[[ Supplied entries open ]]

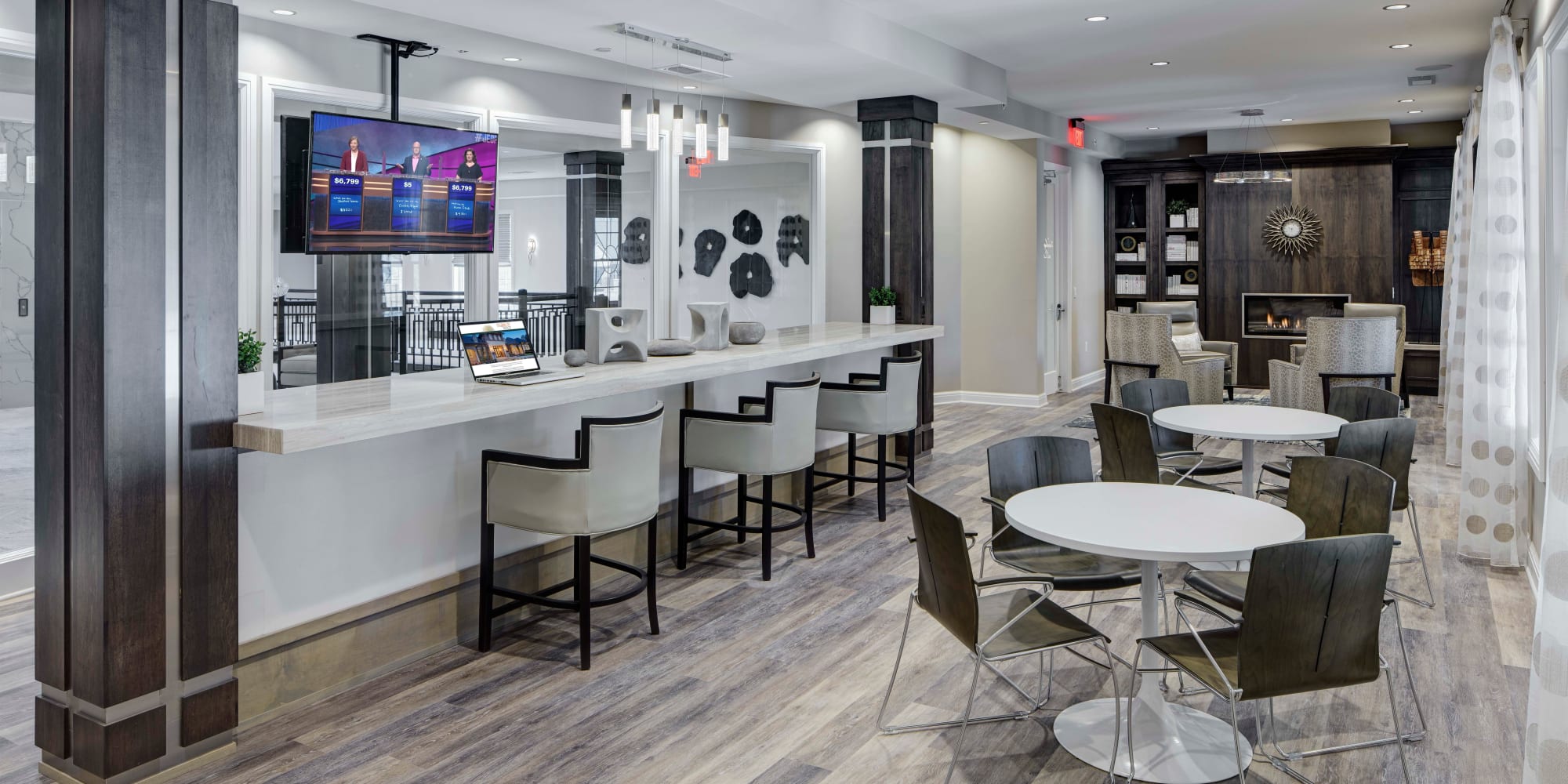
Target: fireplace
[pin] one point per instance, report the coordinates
(1283, 316)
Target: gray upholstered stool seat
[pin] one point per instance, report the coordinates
(611, 485)
(769, 437)
(880, 405)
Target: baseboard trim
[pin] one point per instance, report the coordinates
(1087, 380)
(990, 399)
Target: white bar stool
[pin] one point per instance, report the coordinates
(880, 405)
(611, 485)
(771, 437)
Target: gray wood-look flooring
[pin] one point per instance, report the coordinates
(780, 683)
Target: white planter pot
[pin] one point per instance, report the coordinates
(253, 394)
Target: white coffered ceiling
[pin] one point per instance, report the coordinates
(1308, 60)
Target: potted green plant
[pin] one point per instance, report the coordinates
(252, 399)
(884, 302)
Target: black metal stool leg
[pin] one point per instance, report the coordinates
(741, 507)
(882, 479)
(653, 575)
(683, 498)
(811, 501)
(581, 587)
(768, 528)
(487, 581)
(851, 460)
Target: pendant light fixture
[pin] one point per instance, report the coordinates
(626, 98)
(653, 107)
(1260, 170)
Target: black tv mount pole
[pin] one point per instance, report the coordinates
(399, 51)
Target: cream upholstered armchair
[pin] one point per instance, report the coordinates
(1373, 311)
(1340, 352)
(1139, 346)
(1185, 330)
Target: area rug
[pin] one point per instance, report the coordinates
(1243, 399)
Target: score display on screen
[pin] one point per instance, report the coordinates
(382, 187)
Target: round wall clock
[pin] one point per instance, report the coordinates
(1293, 231)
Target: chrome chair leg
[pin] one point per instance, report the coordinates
(964, 727)
(1421, 556)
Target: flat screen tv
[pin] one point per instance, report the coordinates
(382, 187)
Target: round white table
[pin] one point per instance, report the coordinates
(1249, 426)
(1153, 524)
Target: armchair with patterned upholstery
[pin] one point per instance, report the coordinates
(1340, 352)
(1185, 324)
(1139, 346)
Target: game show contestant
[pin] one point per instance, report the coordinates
(355, 159)
(416, 165)
(471, 167)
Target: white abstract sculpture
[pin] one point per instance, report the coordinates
(617, 335)
(710, 325)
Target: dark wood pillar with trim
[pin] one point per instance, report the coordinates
(896, 222)
(593, 194)
(136, 597)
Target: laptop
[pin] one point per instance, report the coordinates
(503, 354)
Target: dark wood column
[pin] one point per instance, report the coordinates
(593, 191)
(896, 219)
(117, 652)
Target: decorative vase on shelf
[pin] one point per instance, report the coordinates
(253, 394)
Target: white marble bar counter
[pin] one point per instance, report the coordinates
(327, 416)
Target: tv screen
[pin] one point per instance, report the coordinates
(382, 187)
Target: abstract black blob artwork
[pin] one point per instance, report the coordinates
(794, 239)
(750, 275)
(710, 247)
(636, 247)
(749, 230)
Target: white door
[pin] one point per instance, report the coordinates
(1053, 277)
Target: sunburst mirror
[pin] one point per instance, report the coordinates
(1294, 230)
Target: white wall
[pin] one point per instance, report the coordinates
(1087, 256)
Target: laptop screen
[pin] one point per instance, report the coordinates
(498, 347)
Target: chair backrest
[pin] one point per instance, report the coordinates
(1028, 463)
(948, 584)
(1313, 611)
(1185, 316)
(1149, 396)
(1340, 496)
(793, 410)
(1385, 445)
(1127, 446)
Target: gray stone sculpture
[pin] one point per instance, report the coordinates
(670, 347)
(617, 335)
(747, 333)
(710, 325)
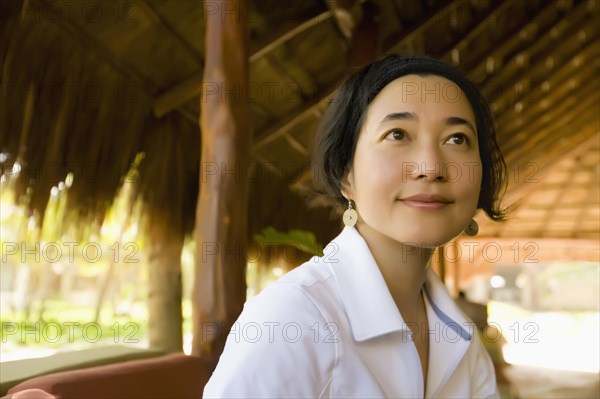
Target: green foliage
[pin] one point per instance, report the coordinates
(301, 239)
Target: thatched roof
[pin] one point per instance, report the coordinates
(86, 87)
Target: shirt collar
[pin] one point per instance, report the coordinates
(368, 302)
(370, 307)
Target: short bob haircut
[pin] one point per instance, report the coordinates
(339, 129)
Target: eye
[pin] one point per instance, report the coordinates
(396, 134)
(458, 139)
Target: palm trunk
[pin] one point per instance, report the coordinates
(165, 318)
(221, 213)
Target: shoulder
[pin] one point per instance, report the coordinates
(272, 350)
(299, 292)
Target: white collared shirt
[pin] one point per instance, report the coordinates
(330, 329)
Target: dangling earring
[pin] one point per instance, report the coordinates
(472, 229)
(350, 215)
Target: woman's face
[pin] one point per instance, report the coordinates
(418, 139)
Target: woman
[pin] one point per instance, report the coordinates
(408, 145)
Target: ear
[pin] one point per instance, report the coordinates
(347, 184)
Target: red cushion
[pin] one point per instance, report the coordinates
(175, 376)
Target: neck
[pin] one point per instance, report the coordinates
(403, 267)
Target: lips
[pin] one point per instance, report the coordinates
(428, 198)
(426, 201)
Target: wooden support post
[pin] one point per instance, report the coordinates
(221, 214)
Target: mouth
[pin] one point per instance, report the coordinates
(425, 204)
(426, 201)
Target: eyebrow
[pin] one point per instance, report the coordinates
(410, 116)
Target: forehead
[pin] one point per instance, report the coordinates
(424, 95)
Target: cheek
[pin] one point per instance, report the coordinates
(378, 175)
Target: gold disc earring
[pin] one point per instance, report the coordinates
(350, 215)
(472, 229)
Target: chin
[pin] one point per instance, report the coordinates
(425, 239)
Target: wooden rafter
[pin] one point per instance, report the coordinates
(192, 87)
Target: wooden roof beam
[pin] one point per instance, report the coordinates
(511, 72)
(308, 109)
(91, 44)
(192, 87)
(480, 24)
(159, 21)
(347, 15)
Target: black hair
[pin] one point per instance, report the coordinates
(340, 126)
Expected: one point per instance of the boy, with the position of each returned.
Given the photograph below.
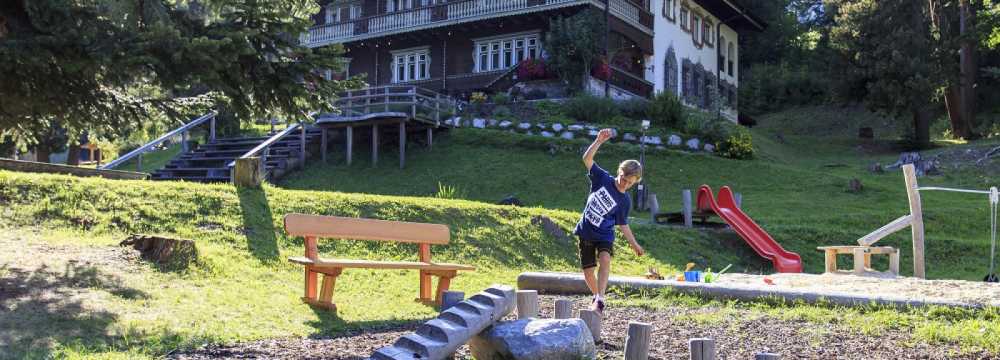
(607, 206)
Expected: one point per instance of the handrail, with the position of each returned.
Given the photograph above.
(161, 139)
(267, 143)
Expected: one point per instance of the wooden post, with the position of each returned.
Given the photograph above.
(323, 140)
(425, 277)
(702, 349)
(374, 145)
(637, 341)
(248, 172)
(686, 208)
(654, 208)
(527, 304)
(402, 144)
(451, 298)
(917, 228)
(593, 321)
(564, 309)
(859, 261)
(350, 143)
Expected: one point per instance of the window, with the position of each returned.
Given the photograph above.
(707, 33)
(668, 10)
(684, 19)
(505, 53)
(411, 65)
(732, 58)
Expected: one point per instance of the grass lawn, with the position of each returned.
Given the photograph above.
(77, 296)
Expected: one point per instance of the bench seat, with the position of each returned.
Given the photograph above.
(369, 264)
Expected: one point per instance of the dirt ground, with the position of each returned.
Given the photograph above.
(969, 292)
(739, 336)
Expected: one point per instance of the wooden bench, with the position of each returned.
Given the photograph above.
(862, 257)
(313, 227)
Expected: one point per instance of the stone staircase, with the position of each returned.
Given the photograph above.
(210, 162)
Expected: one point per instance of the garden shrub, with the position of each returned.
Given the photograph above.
(591, 109)
(739, 145)
(665, 110)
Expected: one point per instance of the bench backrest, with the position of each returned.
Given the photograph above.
(365, 229)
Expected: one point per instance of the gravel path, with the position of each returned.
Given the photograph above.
(738, 336)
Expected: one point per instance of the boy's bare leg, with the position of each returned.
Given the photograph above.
(604, 259)
(588, 276)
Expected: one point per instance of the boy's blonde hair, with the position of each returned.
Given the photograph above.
(630, 168)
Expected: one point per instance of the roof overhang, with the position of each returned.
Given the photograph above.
(734, 14)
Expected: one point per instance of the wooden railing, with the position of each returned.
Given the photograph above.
(417, 103)
(631, 83)
(182, 131)
(460, 11)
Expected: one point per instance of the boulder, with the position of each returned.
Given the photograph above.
(535, 339)
(694, 144)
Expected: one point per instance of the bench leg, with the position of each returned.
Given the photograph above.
(831, 261)
(894, 262)
(859, 261)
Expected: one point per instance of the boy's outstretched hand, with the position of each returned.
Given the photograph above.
(604, 135)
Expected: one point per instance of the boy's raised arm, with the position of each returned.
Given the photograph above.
(588, 157)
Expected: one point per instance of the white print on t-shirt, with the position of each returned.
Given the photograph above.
(599, 204)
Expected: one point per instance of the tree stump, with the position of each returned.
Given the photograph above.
(248, 172)
(173, 254)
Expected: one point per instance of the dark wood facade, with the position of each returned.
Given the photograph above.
(451, 49)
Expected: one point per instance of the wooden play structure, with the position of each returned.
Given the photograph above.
(314, 227)
(914, 220)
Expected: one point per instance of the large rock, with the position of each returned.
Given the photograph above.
(535, 339)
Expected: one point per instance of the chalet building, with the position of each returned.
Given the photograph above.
(696, 47)
(461, 46)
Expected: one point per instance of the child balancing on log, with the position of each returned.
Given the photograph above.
(607, 207)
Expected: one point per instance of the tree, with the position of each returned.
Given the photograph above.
(889, 44)
(574, 44)
(107, 66)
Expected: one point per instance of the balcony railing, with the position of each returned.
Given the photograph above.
(457, 12)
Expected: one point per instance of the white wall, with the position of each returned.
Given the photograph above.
(669, 34)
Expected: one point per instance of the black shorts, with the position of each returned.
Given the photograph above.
(590, 249)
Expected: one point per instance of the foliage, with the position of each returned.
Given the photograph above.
(500, 99)
(591, 109)
(106, 67)
(574, 44)
(666, 110)
(532, 69)
(768, 88)
(889, 43)
(738, 145)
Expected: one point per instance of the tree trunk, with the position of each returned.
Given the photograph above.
(959, 125)
(922, 128)
(73, 155)
(968, 64)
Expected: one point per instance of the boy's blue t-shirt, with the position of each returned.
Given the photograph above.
(606, 207)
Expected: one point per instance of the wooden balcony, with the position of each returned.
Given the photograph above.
(455, 12)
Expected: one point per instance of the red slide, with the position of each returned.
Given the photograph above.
(755, 236)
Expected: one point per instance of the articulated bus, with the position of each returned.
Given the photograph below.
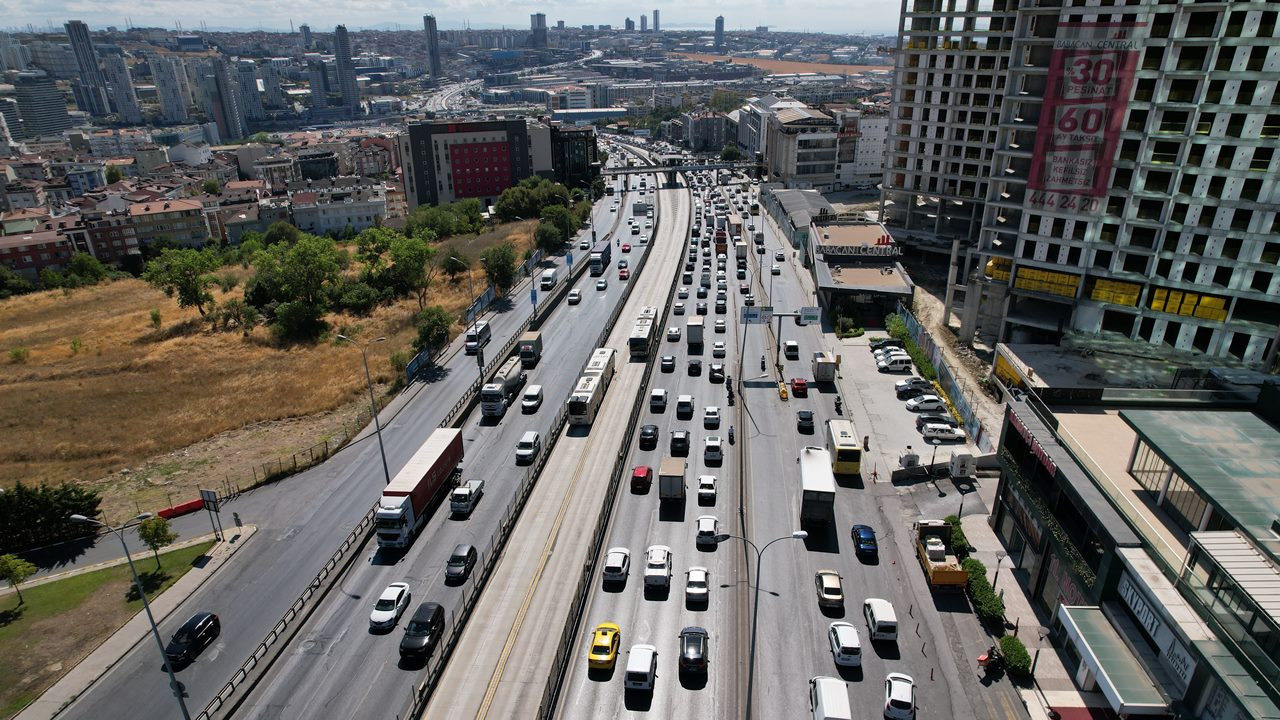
(846, 451)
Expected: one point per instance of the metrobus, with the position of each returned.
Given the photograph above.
(845, 449)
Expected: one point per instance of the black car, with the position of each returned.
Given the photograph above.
(192, 637)
(694, 650)
(648, 437)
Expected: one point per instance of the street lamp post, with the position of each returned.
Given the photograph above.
(146, 606)
(755, 602)
(373, 404)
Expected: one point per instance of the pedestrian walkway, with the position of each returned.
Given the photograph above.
(137, 629)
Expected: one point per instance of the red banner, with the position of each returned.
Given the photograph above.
(1089, 78)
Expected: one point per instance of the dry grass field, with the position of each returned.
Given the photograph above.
(776, 67)
(105, 399)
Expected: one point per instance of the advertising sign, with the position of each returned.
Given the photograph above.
(1089, 77)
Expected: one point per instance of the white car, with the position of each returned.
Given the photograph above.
(657, 566)
(696, 584)
(391, 605)
(845, 647)
(712, 449)
(617, 564)
(926, 402)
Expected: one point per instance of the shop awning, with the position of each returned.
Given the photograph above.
(1120, 677)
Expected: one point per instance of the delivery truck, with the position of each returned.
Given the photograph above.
(405, 502)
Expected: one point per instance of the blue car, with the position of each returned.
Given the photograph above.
(864, 541)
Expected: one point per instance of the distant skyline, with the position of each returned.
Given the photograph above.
(869, 17)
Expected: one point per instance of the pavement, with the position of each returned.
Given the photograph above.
(137, 629)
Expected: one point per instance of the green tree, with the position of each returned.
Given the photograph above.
(433, 327)
(499, 265)
(16, 570)
(156, 533)
(184, 273)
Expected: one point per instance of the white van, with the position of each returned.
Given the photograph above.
(881, 619)
(828, 700)
(895, 364)
(641, 668)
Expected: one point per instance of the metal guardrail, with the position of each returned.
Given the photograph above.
(355, 538)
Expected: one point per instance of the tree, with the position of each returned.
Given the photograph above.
(186, 273)
(433, 327)
(499, 265)
(16, 570)
(156, 533)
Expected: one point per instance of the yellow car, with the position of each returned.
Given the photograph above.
(604, 646)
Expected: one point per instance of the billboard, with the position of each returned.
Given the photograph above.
(1089, 78)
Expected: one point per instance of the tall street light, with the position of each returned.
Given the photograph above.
(137, 583)
(373, 405)
(755, 604)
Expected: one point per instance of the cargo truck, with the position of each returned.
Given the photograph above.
(530, 349)
(403, 506)
(499, 392)
(941, 566)
(671, 479)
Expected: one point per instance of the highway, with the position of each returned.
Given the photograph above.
(301, 520)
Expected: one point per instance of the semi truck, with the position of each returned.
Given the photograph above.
(403, 506)
(530, 349)
(671, 479)
(933, 546)
(499, 392)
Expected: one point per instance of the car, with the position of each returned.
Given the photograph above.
(391, 605)
(846, 650)
(831, 593)
(192, 637)
(713, 449)
(926, 402)
(696, 584)
(657, 566)
(899, 697)
(604, 646)
(864, 541)
(707, 490)
(680, 442)
(694, 650)
(708, 527)
(617, 564)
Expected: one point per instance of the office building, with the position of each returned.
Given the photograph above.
(41, 105)
(91, 87)
(120, 86)
(433, 49)
(346, 71)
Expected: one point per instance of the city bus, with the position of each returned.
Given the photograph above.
(845, 447)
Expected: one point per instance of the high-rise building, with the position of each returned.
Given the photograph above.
(169, 76)
(41, 105)
(346, 71)
(433, 48)
(91, 87)
(120, 86)
(1100, 173)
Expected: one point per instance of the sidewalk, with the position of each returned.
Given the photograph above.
(137, 629)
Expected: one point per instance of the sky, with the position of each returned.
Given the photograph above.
(873, 17)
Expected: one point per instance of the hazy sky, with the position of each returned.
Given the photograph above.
(827, 16)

[[ Supplied entries closed ]]

What the task asks: Working from the material above, retype exactly the lines from the one with "Target: dark wood pillar with trim" through the one with "Target: decorative vase on shelf", both included, and only those lines.

Result of this exercise:
Target: dark wood pillar with trim
[pin] one point per instance, report the coordinates
(896, 222)
(593, 194)
(136, 597)
Target: laptop
[pin] one point per instance, report the coordinates
(503, 354)
Target: dark wood column
[pin] one point per instance, report the coordinates
(593, 191)
(896, 219)
(117, 652)
Target: decorative vase on shelf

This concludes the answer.